§ PROMPT: Go through the entries and set each one down exactly.
(Beginning of DATA TO EXAMINE)
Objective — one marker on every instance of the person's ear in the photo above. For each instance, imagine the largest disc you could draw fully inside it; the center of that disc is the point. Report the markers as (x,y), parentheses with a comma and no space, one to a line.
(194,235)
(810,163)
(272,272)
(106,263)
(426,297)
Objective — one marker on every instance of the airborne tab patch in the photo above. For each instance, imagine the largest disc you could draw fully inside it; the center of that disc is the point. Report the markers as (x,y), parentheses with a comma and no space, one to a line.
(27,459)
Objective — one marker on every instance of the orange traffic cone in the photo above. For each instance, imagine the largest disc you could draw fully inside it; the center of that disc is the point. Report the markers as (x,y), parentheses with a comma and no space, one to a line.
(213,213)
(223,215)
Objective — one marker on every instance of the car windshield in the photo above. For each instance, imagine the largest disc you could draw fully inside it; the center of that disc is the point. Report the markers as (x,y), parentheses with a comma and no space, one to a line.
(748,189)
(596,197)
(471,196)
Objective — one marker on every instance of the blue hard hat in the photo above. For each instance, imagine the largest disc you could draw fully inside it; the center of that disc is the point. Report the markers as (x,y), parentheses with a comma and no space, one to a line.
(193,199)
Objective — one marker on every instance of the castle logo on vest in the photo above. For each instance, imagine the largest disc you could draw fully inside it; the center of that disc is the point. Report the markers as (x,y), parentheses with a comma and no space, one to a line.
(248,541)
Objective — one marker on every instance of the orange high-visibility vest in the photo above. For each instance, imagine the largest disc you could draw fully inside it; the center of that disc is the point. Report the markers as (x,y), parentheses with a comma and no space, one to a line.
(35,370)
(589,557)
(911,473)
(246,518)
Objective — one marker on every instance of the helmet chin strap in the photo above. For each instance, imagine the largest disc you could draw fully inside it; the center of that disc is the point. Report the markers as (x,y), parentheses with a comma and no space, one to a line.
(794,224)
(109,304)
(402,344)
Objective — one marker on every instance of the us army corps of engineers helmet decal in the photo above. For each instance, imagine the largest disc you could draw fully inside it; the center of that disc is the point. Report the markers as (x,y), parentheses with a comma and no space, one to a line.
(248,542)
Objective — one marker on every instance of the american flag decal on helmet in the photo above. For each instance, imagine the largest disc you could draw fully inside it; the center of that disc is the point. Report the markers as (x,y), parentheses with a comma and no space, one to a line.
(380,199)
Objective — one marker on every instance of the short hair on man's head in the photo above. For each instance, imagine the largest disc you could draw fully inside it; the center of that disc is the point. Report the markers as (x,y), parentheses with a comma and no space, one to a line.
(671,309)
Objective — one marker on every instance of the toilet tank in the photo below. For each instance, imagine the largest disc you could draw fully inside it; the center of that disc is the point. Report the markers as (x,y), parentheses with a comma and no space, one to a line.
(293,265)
(End of DATA TO EXAMINE)
§ RESULT BELOW:
Objective — one marker on every instance of the person's ear in the photo above. For each instance, imagine the largest disc you could draw fully inside it; the center of that disc is the point. Report the markers as (x,y), parentheses with a comma and no space, one to a line.
(194,235)
(810,163)
(272,272)
(106,263)
(426,297)
Objective — one marker on every instance of the airborne tab patch in the photo above. For each instance, imagine the largest disc you could draw fully inside it; the center of that disc is the point. Report the markers as (x,y), parentheses with a comma and no space, one to a line.
(27,459)
Objective — one marker on every instance of the orange traffic cone in the photo above. For each instance, imagine the largest disc you could draw fully inside it; the center of that disc is the point. Report the markers as (x,y), parentheses with a comma and no space, one to a line.
(213,213)
(223,215)
Objective — one marker on every instance of the car windshield in the photo above. For each instance, imagine the largest disc you could draw fully inside it; the center of that disc is the point. Report the markers as (x,y), parentheses with a comma and no space, one to a line.
(748,189)
(596,197)
(471,196)
Objective — one marker on every instance of the blue hard hat in the photo above. For each instance, imagine the largest disc you could draw fully inside it; the center of that disc is the point. Report the markers as (x,y), parentheses with a comma and no space, one to a line.
(193,199)
Objective — one marker on every instance of the castle logo on vest in the photo above. For each instance, imagine the largest disc you could draw fully inside it; the center of that disc is the point. Report the markers as (x,y), parentheses with a comma and no space, one to a line.
(248,541)
Objective — one marker on every instance of the orange high-visibility vest in the photo above. For each instance, imagine the largest disc you could draw fully inside it; the center of that disc is the point. Report the markers as (x,y), parentheses with a comma and no space, one to a line.
(35,370)
(589,557)
(911,473)
(246,518)
Objective — one marker on every instance of the helmet chin strap in the photo above. For each instance, imagine the largest disc you could draw fully inside it; the center of that disc is the point. Report the markers as (x,y), parentheses with a comma and no space, one to a line.
(794,224)
(109,304)
(402,344)
Objective — one marker on every instance of the us army corps of engineers helmet decal in the photo above. For each instance, imagine the largest disc you could draw fully inside it; the center of that disc is the point. Report the markers as (x,y), parentheses with a comma and no space, one to a line.
(248,542)
Objective — one marker on every instance of the american flag decal on helmet in the photo above. For each instance, imagine the largest disc you could draw fully inside it; the center of that disc is the point. Report the markers as (x,y), parentheses with a comma and no space, one to a line.
(380,199)
Objective — one marker on every instance of the short hair on man's head in the photo above. For each instance, imagine the largest disc you could draw fully inside it; the center of that disc is the point. Report the markers as (x,y), parentheses with a comma and no space, one to a line.
(671,309)
Objective — one marker on every instance of the toilet tank in the photo below. For each instance, imagine the largest disc you could draw fully inside it; the center of that disc is the point. Report the markers as (x,y), parentheses with a comma and no space, one to a line.
(293,265)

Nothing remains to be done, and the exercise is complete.